Activity: Write out the stretch of the Paracoccus tick study from "Ticks are blood-feeding" through "Parola ; Machado-Ferreira , 2011).", word for word.

Document excerpt:
A prevalent alpha-proteobacterium Paracoccus sp. in a population of the Cayenne ticks (Amblyomma cajennense) from Rio de Janeiro, Brazil.

As Rocky Mountain Spotted Fever is the most common tick-borne disease in South America, the presence of Rickettsia sp. in Amblyomma ticks is a possible indication of its endemicity in certain geographic regions. In the present work, bacterial DNA sequences related to Rickettsia amblyommii genes in A. dubitatum ticks, collected in the Brazilian state of Mato Grosso, were discovered. Simultaneously, Paracoccus sp. was detected in aproximately 77% of A. cajennense specimens collected in Rio de Janeiro, Brazil. This is the first report of Paracoccus sp. infection in a specific tick population, and raises the possibility of these bacteria being maintained and/or transmitted by ticks. Whether Paracoccus sp. represents another group of pathogenic Rhodobacteraceae or simply plays a role in A. cajennense physiology, is unknown. The data also demonstrate that the rickettsial 16S rRNA specific primers used forRickettsia spp. screening can also detect Paracoccus alpha-proteobacteria infection in biological samples. Hence, a PCR-RFLP strategy is presented to distinguish between these two groups of bacteria.

Ticks are blood-feeding arthropods harboring several associated bacteria, viruses, fungi and protozoans. Although some of the bacteria are classified as either symbionts, or human pathogens, the biological functions of most of these, only recently described prokaryotes, are still unknown (Niebylski ; Noda ; Marin and Schmidtman, 1998; Marquez ; Yparraguirre ; Stromdhal ; Machado-Ferreira , 2011). In South America, Amblyomma cajennense is considered the most important tick species, representing the main vector of the Rhodobacteraceae Rickettsia rickettsii, the etiological agent of Rocky Mountain Spotted Fever (Sexton ; Lemos 2000; Galvão ; Guedes ). A. cajennense may also harbor several other bacteria, such as Coxiella, Francisella and other Rickettsia species, which may represent new agents of human diseases or symbionts (Sexton ; Parola ; Machado-Ferreira , 2011).

Listed entries:
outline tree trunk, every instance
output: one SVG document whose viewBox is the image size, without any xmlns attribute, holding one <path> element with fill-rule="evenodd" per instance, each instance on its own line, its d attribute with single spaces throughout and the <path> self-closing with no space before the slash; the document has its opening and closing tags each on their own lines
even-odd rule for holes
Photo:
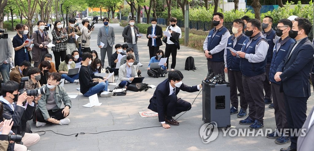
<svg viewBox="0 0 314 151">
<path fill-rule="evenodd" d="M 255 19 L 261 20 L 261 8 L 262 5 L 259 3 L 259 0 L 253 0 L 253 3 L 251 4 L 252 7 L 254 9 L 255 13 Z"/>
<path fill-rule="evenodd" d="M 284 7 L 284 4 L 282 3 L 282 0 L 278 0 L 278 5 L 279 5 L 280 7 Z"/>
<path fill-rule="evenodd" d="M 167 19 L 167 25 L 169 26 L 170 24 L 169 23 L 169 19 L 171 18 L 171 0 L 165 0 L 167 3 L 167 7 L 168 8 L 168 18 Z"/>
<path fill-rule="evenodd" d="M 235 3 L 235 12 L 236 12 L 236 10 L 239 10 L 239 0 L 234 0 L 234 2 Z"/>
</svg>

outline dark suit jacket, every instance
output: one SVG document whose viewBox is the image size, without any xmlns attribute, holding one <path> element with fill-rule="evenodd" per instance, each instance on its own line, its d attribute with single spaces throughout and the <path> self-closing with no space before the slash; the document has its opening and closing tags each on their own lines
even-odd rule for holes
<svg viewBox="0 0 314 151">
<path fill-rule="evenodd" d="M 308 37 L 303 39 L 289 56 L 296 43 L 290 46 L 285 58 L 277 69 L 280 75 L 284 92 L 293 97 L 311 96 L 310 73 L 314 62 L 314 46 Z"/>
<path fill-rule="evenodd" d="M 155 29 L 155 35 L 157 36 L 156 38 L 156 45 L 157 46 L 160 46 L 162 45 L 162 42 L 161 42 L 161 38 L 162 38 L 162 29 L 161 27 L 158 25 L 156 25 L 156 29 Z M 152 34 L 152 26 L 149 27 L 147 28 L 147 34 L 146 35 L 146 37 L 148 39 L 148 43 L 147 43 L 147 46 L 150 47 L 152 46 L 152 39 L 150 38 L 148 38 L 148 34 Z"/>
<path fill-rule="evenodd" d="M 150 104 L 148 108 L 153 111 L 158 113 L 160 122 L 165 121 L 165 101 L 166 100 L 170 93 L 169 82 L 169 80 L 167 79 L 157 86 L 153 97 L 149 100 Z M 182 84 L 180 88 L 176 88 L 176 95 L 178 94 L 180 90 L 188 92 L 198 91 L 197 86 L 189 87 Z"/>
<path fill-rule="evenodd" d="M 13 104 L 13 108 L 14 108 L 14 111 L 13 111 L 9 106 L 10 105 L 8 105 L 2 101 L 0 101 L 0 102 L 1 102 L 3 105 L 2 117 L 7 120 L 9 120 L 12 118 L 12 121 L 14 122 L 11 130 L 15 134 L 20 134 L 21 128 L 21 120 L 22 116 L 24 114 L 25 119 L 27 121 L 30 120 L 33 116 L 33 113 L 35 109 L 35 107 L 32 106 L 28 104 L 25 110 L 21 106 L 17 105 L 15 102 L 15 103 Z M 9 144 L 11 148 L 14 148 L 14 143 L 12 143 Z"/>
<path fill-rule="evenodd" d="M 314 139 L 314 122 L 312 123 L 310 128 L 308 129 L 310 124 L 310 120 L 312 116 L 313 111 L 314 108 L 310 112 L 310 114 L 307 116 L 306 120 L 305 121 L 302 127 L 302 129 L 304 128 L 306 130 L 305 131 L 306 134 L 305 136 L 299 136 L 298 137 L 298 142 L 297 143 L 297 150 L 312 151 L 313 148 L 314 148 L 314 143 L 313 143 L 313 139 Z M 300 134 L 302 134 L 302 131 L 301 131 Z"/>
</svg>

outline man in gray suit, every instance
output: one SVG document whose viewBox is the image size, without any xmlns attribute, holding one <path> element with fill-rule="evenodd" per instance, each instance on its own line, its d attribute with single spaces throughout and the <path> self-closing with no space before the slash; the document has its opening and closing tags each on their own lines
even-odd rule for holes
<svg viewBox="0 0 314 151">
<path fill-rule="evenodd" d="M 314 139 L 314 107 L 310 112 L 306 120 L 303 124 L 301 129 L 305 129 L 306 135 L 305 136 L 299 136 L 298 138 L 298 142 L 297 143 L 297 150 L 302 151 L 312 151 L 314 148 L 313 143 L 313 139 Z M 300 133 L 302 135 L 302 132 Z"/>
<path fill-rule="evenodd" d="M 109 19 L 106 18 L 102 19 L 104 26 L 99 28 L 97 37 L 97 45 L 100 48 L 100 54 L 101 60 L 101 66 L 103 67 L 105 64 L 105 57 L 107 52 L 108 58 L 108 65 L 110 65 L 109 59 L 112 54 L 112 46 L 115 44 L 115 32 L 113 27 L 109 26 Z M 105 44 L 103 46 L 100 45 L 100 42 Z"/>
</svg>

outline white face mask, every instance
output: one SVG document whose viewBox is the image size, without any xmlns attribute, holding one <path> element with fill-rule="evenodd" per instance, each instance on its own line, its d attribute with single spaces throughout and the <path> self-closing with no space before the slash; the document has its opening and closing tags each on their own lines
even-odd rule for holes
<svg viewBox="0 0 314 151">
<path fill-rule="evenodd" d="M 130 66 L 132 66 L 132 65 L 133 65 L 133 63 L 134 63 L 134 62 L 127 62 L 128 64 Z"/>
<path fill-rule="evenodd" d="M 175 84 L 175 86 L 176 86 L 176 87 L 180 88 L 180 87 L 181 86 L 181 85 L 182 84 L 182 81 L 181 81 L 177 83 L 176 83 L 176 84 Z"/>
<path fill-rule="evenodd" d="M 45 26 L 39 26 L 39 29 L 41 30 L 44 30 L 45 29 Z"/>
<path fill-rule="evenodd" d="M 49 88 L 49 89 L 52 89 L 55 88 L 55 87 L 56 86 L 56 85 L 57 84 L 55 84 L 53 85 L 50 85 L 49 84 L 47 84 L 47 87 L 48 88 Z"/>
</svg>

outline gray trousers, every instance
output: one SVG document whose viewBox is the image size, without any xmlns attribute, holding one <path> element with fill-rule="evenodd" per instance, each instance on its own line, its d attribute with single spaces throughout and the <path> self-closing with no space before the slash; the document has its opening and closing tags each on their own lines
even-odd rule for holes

Answer box:
Ticks are blood-feeding arthropods harboring several associated bacteria, viruses, fungi and protozoans. Although some of the bacteria are classified as either symbionts, or human pathogens, the biological functions of most of these, only recently described prokaryotes, are still unknown (Niebylski ; Noda ; Marin and Schmidtman, 1998; Marquez ; Yparraguirre ; Stromdhal ; Machado-Ferreira , 2011). In South America, Amblyomma cajennense is considered the most important tick species, representing the main vector of the Rhodobacteraceae Rickettsia rickettsii, the etiological agent of Rocky Mountain Spotted Fever (Sexton ; Lemos 2000; Galvão ; Guedes ). A. cajennense may also harbor several other bacteria, such as Coxiella, Francisella and other Rickettsia species, which may represent new agents of human diseases or symbionts (Sexton ; Parola ; Machado-Ferreira , 2011).